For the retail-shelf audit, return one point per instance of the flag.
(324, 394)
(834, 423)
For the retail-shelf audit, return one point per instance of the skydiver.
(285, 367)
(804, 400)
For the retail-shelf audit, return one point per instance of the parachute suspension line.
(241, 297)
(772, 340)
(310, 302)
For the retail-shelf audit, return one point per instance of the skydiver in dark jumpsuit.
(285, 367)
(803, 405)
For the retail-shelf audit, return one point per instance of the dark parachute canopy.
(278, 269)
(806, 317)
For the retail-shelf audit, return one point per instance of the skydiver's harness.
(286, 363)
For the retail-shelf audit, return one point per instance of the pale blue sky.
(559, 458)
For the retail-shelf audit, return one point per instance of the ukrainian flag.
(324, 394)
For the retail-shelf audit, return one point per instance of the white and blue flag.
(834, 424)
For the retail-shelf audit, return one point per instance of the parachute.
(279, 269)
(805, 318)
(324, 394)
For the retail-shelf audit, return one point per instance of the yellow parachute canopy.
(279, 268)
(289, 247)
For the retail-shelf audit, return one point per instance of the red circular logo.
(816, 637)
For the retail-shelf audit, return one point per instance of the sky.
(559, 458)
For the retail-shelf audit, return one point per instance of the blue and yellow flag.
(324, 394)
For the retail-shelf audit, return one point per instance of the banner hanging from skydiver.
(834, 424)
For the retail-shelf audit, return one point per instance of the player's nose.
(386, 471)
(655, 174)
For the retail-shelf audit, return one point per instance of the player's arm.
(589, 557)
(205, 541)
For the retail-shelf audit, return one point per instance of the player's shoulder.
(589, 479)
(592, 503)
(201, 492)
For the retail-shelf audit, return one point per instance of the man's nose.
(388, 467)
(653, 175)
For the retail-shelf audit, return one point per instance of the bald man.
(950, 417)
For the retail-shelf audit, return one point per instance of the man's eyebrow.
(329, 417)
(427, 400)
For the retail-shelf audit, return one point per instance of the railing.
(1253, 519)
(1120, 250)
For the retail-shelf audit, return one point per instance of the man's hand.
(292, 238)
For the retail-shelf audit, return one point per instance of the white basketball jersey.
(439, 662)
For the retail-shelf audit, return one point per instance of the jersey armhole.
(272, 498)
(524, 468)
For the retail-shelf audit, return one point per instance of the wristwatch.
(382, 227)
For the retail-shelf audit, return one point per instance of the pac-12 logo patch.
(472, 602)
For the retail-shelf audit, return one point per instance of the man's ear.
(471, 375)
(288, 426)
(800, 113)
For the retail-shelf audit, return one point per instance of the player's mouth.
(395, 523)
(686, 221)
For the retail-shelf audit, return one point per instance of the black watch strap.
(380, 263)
******************************
Exercise task
Rewrite the data above as a Markdown table with the columns "No." and "Text", putting each line's row number in the first column and the line itself in the second, and leave out any blank lines.

Reply to the task
| No. | Text |
|---|---|
| 1 | For the retail-shelf audit, return one point per instance of the flag. |
| 2 | (324, 394) |
| 3 | (834, 423) |
| 4 | For the retail-shelf audit, return one point per instance of the skydiver. |
| 5 | (285, 367) |
| 6 | (804, 400) |
| 7 | For the retail-shelf audit, return one point per instance of the parachute suspension line. |
| 8 | (241, 297) |
| 9 | (772, 340) |
| 10 | (310, 302) |
| 11 | For the retail-shelf audit, return one point per instance of the skydiver in dark jumpsuit. |
| 12 | (285, 367) |
| 13 | (803, 405) |
| 14 | For the retail-shelf audit, return one point per instance of the dark parachute canopy. |
| 15 | (278, 269) |
| 16 | (806, 317) |
| 17 | For the retail-shelf audit, return one point per instance of the skydiver's harness. |
| 18 | (286, 363) |
| 19 | For the retail-shelf audit, return one point per instance of the pale blue sky. |
| 20 | (559, 458) |
| 21 | For the retail-shelf audit, return one point per instance of the ukrainian flag. |
| 22 | (324, 394) |
| 23 | For the retail-shelf audit, return one point per instance of the white and blue flag. |
| 24 | (834, 424) |
| 25 | For the retail-shelf audit, return one point per instance of the parachute. |
| 26 | (279, 269) |
| 27 | (805, 318) |
| 28 | (324, 394) |
| 29 | For the retail-shelf audit, return one point per instance of the yellow parachute canopy. |
| 30 | (279, 268) |
| 31 | (289, 247) |
| 32 | For the retail-shelf audit, return one point per instance of the red circular logo. |
| 33 | (816, 637) |
| 34 | For the retail-shelf audit, return one point per instance of the sky. |
| 35 | (559, 458) |
| 36 | For the retail-shelf audit, return one point per instance of the blue and yellow flag. |
| 37 | (324, 394) |
| 38 | For the retail-shelf audit, return one point per instance of the banner hanging from skydiver. |
| 39 | (834, 424) |
| 40 | For the retail-shelf audit, return one point per instance of the player's nose. |
| 41 | (386, 471) |
| 42 | (655, 174) |
| 43 | For the retail-shelf audit, return one point per instance of the player's arm. |
| 44 | (589, 557) |
| 45 | (205, 541) |
| 46 | For the retail-shelf audit, return one point per instance of the player's shoulder. |
| 47 | (589, 479) |
| 48 | (592, 503) |
| 49 | (201, 492) |
| 50 | For the retail-shelf audit, return one point per instance of the man's nose. |
| 51 | (388, 467) |
| 52 | (653, 175) |
| 53 | For the retail-shelf audit, return one point per instance of the bald man. |
| 54 | (950, 417) |
| 55 | For the retail-shelf audit, return one point per instance of the man's eyebrow. |
| 56 | (329, 417) |
| 57 | (427, 400) |
| 58 | For the retail-shelf audit, return one point per instance of the railing. |
| 59 | (1253, 519) |
| 60 | (1120, 250) |
| 61 | For the retail-shelf audit, return one point per instance of the man's hand. |
| 62 | (292, 238) |
| 63 | For the retail-shelf audit, return one point per instance of the white basketball jersey. |
| 64 | (439, 662) |
| 65 | For the retail-shelf audit, return one point per instance of the jersey armhole. |
| 66 | (272, 498) |
| 67 | (524, 468) |
| 68 | For the retail-shelf audit, return one point per instance of the wristwatch. |
| 69 | (382, 227) |
| 70 | For the retail-shelf audit, return one point per instance of the pac-12 logo patch. |
| 71 | (472, 602) |
| 72 | For the retail-shelf audit, return one point per instance of the man's ear. |
| 73 | (471, 375) |
| 74 | (288, 426) |
| 75 | (800, 113) |
| 76 | For the retail-shelf audit, return one point per instance of the player's mouth. |
| 77 | (395, 523) |
| 78 | (686, 221) |
| 79 | For the retail-shelf audit, return one point per instance of the black watch strap. |
| 80 | (380, 263) |